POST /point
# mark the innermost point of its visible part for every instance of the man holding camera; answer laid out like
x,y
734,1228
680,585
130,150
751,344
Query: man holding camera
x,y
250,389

# # # # # # #

Copy out each record, keeping every word as it is.

SOLUTION FOR THIS TASK
POST /point
# mark the innermost point of its visible part for every instance of the man holding camera; answer laid out like
x,y
734,1228
680,585
130,150
751,344
Query: man holding camera
x,y
250,389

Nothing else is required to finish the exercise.